Select every line in the records below that contains the word "segment" and copy each one in full.

>> START MATERIAL PROVIDED

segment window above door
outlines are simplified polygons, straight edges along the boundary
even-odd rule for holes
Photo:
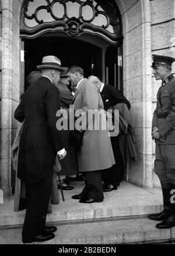
[[[70,36],[99,35],[118,42],[121,18],[114,0],[27,0],[22,12],[21,35],[61,31]]]

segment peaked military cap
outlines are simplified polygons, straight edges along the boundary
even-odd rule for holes
[[[173,62],[175,62],[175,59],[172,57],[156,54],[152,55],[152,60],[153,62],[151,67],[153,68],[160,65],[169,65],[171,67]]]

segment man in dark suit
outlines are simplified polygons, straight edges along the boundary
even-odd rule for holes
[[[22,95],[15,118],[24,121],[19,150],[18,177],[26,183],[27,207],[22,231],[23,243],[43,242],[54,237],[55,227],[46,227],[52,170],[57,154],[66,155],[61,133],[56,128],[60,108],[55,86],[62,68],[55,56],[43,58],[37,67],[42,77]]]
[[[98,77],[94,76],[90,76],[88,77],[88,80],[100,90],[104,108],[106,111],[110,107],[118,103],[124,103],[127,105],[128,110],[130,109],[130,103],[116,88],[102,83]],[[104,192],[117,189],[117,186],[122,179],[124,168],[124,162],[119,146],[118,136],[111,136],[110,138],[116,164],[111,167],[110,170],[107,170],[102,173],[102,179],[104,182],[103,185],[103,192]]]

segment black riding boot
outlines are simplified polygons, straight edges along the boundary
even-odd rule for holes
[[[170,187],[162,188],[164,209],[161,213],[154,213],[148,216],[149,219],[153,220],[164,220],[170,214]]]
[[[174,190],[175,185],[172,185],[171,186],[171,190]],[[171,191],[170,190],[170,191]],[[173,194],[170,194],[170,198],[173,197]],[[170,200],[170,209],[169,211],[169,215],[160,223],[158,224],[156,227],[158,228],[171,228],[175,227],[175,202],[173,202],[173,198]]]

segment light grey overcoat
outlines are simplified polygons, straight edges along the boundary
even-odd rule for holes
[[[81,110],[85,115],[88,110],[101,110],[101,113],[102,110],[103,110],[103,103],[99,90],[86,78],[84,78],[78,86],[73,103],[75,111]],[[104,111],[102,110],[102,119],[106,122]],[[88,121],[86,125],[89,124]],[[114,164],[115,160],[108,130],[85,130],[82,146],[78,153],[79,170],[90,172],[103,170]]]

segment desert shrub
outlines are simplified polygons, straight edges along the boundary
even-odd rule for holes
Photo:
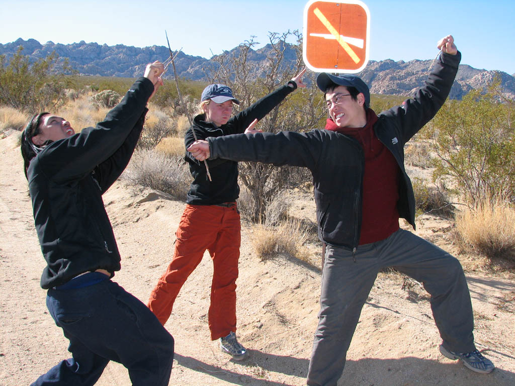
[[[91,97],[93,104],[98,107],[112,109],[122,100],[122,95],[112,90],[105,90]]]
[[[121,95],[125,95],[134,81],[133,78],[82,75],[77,77],[75,83],[78,90],[94,93],[111,90]]]
[[[411,184],[417,216],[431,213],[449,217],[452,215],[454,207],[447,198],[444,186],[429,186],[426,180],[420,177],[412,178]]]
[[[184,140],[177,137],[167,137],[163,138],[156,147],[156,150],[164,153],[168,156],[183,157],[186,150]]]
[[[72,85],[72,71],[64,61],[61,71],[57,71],[58,56],[53,52],[30,64],[22,55],[20,46],[7,64],[5,55],[0,55],[0,103],[30,115],[46,110],[54,111],[66,100],[64,90]]]
[[[406,165],[426,169],[431,166],[429,145],[417,139],[416,135],[405,145],[404,162]]]
[[[515,197],[515,104],[495,93],[447,101],[421,133],[436,154],[434,178],[450,179],[472,206],[491,189]]]
[[[457,214],[456,230],[466,249],[515,262],[515,206],[506,196],[487,194]]]
[[[142,149],[153,149],[163,139],[176,132],[176,124],[168,117],[160,117],[153,124],[145,124],[141,137],[138,143],[138,147]]]
[[[382,111],[400,104],[405,99],[406,97],[401,95],[373,94],[370,95],[370,108],[379,114]]]
[[[285,253],[303,261],[308,261],[308,253],[304,247],[308,231],[301,221],[289,219],[274,226],[258,224],[252,227],[252,243],[262,260]]]
[[[298,31],[288,31],[282,35],[269,34],[271,49],[263,53],[267,58],[265,68],[256,68],[257,64],[250,58],[252,49],[257,44],[252,40],[240,44],[238,49],[215,57],[214,64],[206,69],[209,82],[231,87],[241,101],[239,108],[246,108],[279,85],[286,84],[303,66],[301,44],[293,47],[296,50],[295,64],[288,64],[285,59],[285,41],[291,34],[300,42],[301,37]],[[252,74],[260,74],[262,77],[252,77]],[[306,73],[304,82],[309,85],[308,87],[288,96],[255,128],[276,133],[283,130],[307,131],[323,127],[325,111],[321,94],[316,85],[314,73]],[[255,222],[266,221],[267,205],[279,192],[306,186],[312,178],[311,173],[304,168],[278,167],[252,162],[241,162],[238,165],[240,181],[251,196],[251,199],[245,203],[248,205],[249,218]]]
[[[0,107],[0,132],[8,129],[22,130],[28,117],[20,110],[12,107]]]
[[[273,226],[288,218],[288,211],[291,206],[291,197],[286,191],[280,192],[266,205],[265,225]]]
[[[123,176],[130,184],[160,190],[183,200],[191,180],[182,157],[167,157],[153,150],[135,152]]]
[[[159,91],[152,98],[152,103],[161,108],[171,107],[178,113],[184,114],[180,106],[177,86],[173,79],[173,70],[170,66],[166,73],[167,78],[164,84],[159,88]],[[170,79],[170,78],[171,79]],[[192,115],[196,109],[198,100],[200,99],[202,92],[208,85],[205,82],[195,82],[179,79],[177,81],[181,90],[181,94],[185,103],[188,105],[187,111]]]
[[[91,95],[82,94],[53,112],[70,121],[75,131],[78,132],[84,127],[94,127],[104,120],[109,110],[97,107],[92,103]]]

>> END MATERIAL PROVIDED

TASK OUTPUT:
segment window above door
segment peaked military cap
segment man in dark suit
segment black riding boot
segment light grey overcoat
segment desert shrub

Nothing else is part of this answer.